# Germans invent a Crashproof Motorcycle



## Melensdad

Finally a firm has developed a crashproof motorcycle. You had to figure that technology like this would come from Germany.


[ame=http://www.youtube.com/watch?v=vTg7PUSVidI]YouTube - Crashproof Motorbike[/ame]


----------



## Doc

Amazing.  I loved hearing her talk.  
Looks like they might have a few bugs to work out with the device though.


----------



## Melensdad

Doc said:


> they might have a few bugs to work out



At least one


----------



## Cowboy

Even technology cant fix stupid , funny vid though MD


----------



## EastTexFrank

I was listening to it waiting to be amazed ... and I was.  Funny, funny, funny.


----------



## 300 H and H

Sorry, I didn't find it particularly funny. The guys did a very dumb thing cause he was on camera, and was distracted....And I am sure he is paying dearly for his mistake, if he survived. I know about the "darwin" awards, but to see this on a video, I din't find it funny at call. Color me dumb if you want to......

■ WHAT TO DO:
Can you print the part of the crashproof motorcycle thread word for word, starting with "I was listening" and going on through "you want to......"?

■ Records:
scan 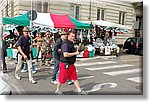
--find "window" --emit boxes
[119,11,125,25]
[97,8,105,20]
[69,4,80,20]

■ EXERCISE SOLUTION:
I was listening to it waiting to be amazed ... and I was.  Funny, funny, funny.


----------



## 300 H and H

Sorry, I didn't find it particularly funny. The guys did a very dumb thing cause he was on camera, and was distracted....And I am sure he is paying dearly for his mistake, if he survived. I know about the "darwin" awards, but to see this on a video, I din't find it funny at call. Color me dumb if you want to......